Node:Fields, Next:Nonconstant Fields, Previous:Records, Up:Reading Files
When awk
reads an input record, the record is
automatically parsed or separated by the interpreter into chunks
called fields. By default, fields are separated by whitespace,
like words in a line.
Whitespace in awk
means any string of one or more spaces,
tabs, or newlines;1 other characters, such as
formfeed, vertical tab, etc. that are
considered whitespace by other languages, are not considered
whitespace by awk
.
The purpose of fields is to make it more convenient for you to refer to
these pieces of the record. You don't have to use them--you can
operate on the whole record if you want--but fields are what make
simple awk
programs so powerful.
A dollar-sign ($
) is used
to refer to a field in an awk
program,
followed by the number of the field you want. Thus, $1
refers to the first field, $2
to the second, and so on.
(Unlike the Unix shells, the field numbers are not limited to single digits.
$127
is the one hundred twenty-seventh field in the record.)
For example, suppose the following is a line of input:
This seems like a pretty nice example.
Here the first field, or $1
, is This
, the second field, or
$2
, is seems
, and so on. Note that the last field,
$7
, is example.

_REQUEST_.
Using the awk fields passage, say whether each statement agrees with it: (a) awk treats a formfeed as whitespace; (b) awk field numbers may have more than one digit; (c) by default, commas separate fields. Answer yes or no for each and quote the words that decide it. Answer using only the awk fields passage.

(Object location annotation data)
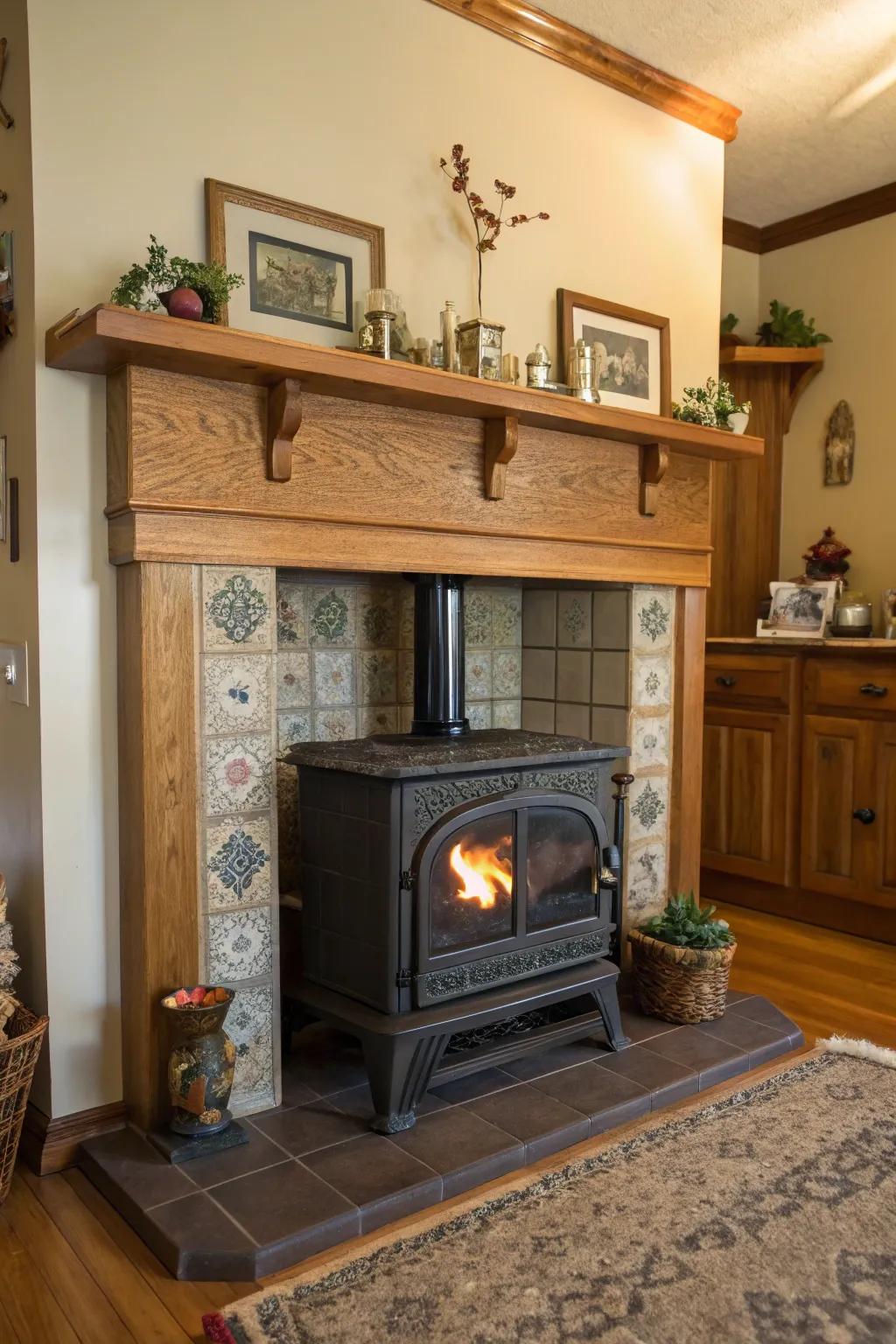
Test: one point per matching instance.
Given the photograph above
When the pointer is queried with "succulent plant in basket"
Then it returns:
(680, 962)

_COMPLETE ANSWER_.
(a) No: "are not considered whitespace by awk"
(b) Yes: "the field numbers are not limited to single digits."
(c) No: "By default, fields are separated by whitespace"